### Your assignment:
Write the next part of the blog text about the Bukidnon trip and the Divisoria shopping day, continuing after its final sentence.

### Passage shown:
┄┄┄┄┄┄┄┄┄┄┄┄┄┄┄┄┄┄┄┄
Friday, January 30, 2009

Weekend: Bukidnon


On January First, we made independent lists where we would like to travel to this year. I listed 4 local places -- Bukidnon, Bangui (Ilocos Norte), Donsol (to the whale sharks), and Siargao. R listed 3 foreign places -- Germany, Sweden and Japan. We'll be happy to make it to half these places. This weekend, we go to the first place on my list. Picture: Lunokan Canyon in Bukidnon. Yippee...

Had conversation with Neal the photographer yesterday and he agreed that Bukidnon was by far one of the most beautiful places he's been to here in the PH.

Best part is I'm going to play golf, at least try to... Stay tuned.

Happy Weekend!

Divisoria and the BB Gun


We saw more people we knew in Divisoria than in Makati on the day we went. There was Honey crossing the street clutching her bag with driver in tow; Patty walking through the plaza at noon; Marga haggling with leather bracelet suki. As times are getting harder, could Divi be the new Greenbelt? Purchases included 100 meters of white craft paper (P255), glass beads that looked like pewter (P45), laboratory glassware in Bambang (P320). Spent less than a thousand pesos and came home with a carload of items. Most expensive item was parking!
┄┄┄┄┄┄┄┄┄┄┄┄┄┄┄┄┄┄┄┄
### Supplied entries:
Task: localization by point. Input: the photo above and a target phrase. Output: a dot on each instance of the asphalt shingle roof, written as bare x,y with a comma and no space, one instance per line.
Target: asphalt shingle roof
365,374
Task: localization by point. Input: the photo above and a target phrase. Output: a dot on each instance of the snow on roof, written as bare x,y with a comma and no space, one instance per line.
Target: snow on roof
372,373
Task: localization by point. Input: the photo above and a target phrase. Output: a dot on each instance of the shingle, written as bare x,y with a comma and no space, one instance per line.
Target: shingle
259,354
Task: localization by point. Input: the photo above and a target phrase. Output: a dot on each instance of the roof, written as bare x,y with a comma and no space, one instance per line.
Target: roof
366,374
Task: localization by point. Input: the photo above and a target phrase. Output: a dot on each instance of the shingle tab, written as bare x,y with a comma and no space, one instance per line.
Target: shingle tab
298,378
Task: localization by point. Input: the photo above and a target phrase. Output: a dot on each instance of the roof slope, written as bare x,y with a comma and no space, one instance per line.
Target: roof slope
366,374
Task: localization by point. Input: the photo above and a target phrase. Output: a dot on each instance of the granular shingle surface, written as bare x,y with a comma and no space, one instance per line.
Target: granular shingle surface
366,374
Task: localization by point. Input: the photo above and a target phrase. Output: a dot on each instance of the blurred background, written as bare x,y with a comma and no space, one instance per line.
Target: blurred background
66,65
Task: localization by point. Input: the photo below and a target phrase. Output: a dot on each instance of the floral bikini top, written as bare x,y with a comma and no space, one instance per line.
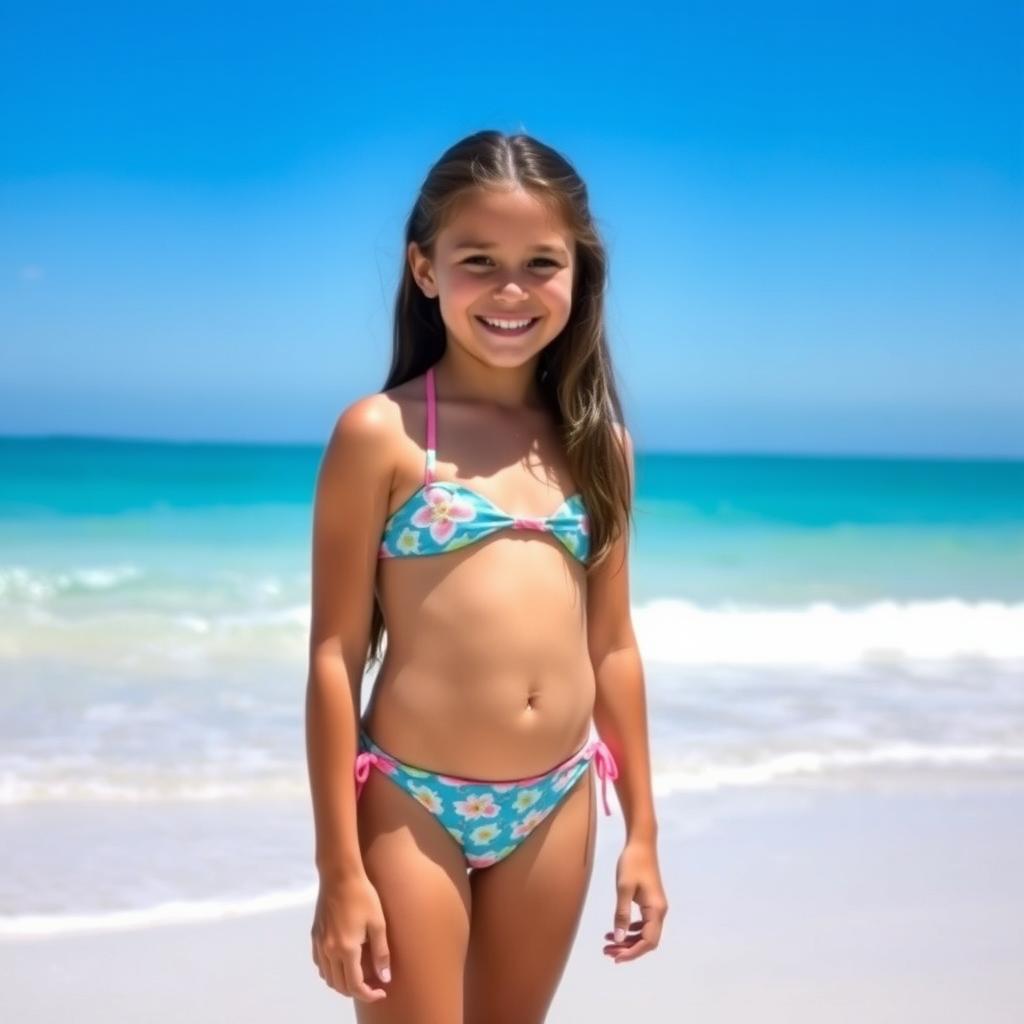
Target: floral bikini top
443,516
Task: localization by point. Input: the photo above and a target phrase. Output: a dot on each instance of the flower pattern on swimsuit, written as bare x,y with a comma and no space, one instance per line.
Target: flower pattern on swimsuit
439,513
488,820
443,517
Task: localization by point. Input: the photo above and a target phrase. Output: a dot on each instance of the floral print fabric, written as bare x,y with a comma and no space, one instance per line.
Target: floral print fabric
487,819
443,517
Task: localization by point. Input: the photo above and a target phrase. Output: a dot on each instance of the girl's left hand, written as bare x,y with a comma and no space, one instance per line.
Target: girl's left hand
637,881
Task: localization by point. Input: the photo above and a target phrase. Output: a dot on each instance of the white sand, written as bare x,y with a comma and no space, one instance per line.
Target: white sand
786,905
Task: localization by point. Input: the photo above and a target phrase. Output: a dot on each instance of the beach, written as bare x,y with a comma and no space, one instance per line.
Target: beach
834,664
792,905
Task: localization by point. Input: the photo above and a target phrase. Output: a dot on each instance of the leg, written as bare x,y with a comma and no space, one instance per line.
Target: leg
┄┄┄┄┄┄┄┄┄┄┄┄┄┄┄┄┄┄┄┄
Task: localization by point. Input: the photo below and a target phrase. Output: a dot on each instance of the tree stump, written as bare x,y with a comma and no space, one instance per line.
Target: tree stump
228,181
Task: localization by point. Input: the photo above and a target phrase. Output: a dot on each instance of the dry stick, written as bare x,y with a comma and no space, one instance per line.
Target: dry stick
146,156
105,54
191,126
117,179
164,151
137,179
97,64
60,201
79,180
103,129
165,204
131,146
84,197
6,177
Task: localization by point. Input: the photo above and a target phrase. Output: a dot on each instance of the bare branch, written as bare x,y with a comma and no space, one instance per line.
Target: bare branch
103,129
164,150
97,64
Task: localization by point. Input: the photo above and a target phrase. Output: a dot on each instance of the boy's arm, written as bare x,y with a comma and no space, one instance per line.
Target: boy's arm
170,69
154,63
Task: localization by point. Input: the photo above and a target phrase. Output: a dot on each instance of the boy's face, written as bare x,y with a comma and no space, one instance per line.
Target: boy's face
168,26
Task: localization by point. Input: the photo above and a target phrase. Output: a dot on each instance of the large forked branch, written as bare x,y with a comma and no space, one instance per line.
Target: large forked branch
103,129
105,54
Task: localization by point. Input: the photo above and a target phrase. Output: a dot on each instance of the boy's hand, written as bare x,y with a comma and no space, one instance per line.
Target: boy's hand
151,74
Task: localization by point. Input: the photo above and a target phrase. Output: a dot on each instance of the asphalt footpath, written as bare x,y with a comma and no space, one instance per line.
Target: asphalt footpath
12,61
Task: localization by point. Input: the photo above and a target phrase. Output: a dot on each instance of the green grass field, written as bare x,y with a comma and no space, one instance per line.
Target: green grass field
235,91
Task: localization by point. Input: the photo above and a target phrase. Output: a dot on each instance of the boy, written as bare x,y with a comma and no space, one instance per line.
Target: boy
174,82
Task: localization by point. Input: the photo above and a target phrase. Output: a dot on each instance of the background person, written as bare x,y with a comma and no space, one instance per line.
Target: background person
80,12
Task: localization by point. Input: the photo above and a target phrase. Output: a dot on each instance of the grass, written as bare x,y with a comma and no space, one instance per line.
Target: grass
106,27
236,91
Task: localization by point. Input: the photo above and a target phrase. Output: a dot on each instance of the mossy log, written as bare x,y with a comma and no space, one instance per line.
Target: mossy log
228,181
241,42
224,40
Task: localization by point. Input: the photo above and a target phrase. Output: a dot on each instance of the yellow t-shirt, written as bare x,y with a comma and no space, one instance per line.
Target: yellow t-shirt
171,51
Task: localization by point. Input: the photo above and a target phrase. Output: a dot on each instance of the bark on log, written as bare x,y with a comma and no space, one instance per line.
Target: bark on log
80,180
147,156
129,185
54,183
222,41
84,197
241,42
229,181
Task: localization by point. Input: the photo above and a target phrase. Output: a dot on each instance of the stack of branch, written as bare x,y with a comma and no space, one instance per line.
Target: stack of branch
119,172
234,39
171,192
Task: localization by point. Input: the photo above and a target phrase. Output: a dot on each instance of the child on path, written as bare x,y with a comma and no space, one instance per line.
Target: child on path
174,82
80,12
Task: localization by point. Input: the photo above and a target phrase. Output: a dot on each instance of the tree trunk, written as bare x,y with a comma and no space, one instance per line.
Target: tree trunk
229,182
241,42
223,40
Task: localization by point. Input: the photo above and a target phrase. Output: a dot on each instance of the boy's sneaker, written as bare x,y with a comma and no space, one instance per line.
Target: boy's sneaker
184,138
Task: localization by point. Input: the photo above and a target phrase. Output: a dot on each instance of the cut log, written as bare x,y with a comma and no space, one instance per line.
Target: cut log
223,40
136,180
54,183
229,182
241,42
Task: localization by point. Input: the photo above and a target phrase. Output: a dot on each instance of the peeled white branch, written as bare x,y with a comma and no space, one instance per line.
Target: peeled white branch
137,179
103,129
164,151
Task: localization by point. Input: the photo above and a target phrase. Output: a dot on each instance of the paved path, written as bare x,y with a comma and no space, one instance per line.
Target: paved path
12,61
┄┄┄┄┄┄┄┄┄┄┄┄┄┄┄┄┄┄┄┄
### Answer section:
Best part was the metal baton I had been looking for over Christmas that cost about P1,600.00 in Park Square but was out of stock was all over 168, but called a "pamukpok" and costing P120! Please see picture with tindera displaying "pamukpok". And a BB gun was available in the same stall for P350 with pellets! My God! An even better idea to hit the buses with. But the gun looked awfully real, and the movie in my head went of with a scene of R shooting bus driver window, then bus driver shooting R with real gun... so that was the end of the BB Gun idea.

Lessons learned in Divi: when shopping in 168, demand the "wholesale price" and when making tawad on the street, bring it to at least half of the price the tindera gives you. It really helped that Dodong was walking with us, R insists he has a homing device attached to me. He can find me within a one kilometer radius, and this is in the heart of Divisoria.

Monday, January 26, 2009

Lucky Forever


Welcome the feng shui, pronounced as 'fung suy', for Chinese New Year. The Year of the Ox is upon us. Depending on which horoscope you read, and your outlook on life (if you are a half full or half empty kinda person), the year might be good, better, bad, or worse than the last one.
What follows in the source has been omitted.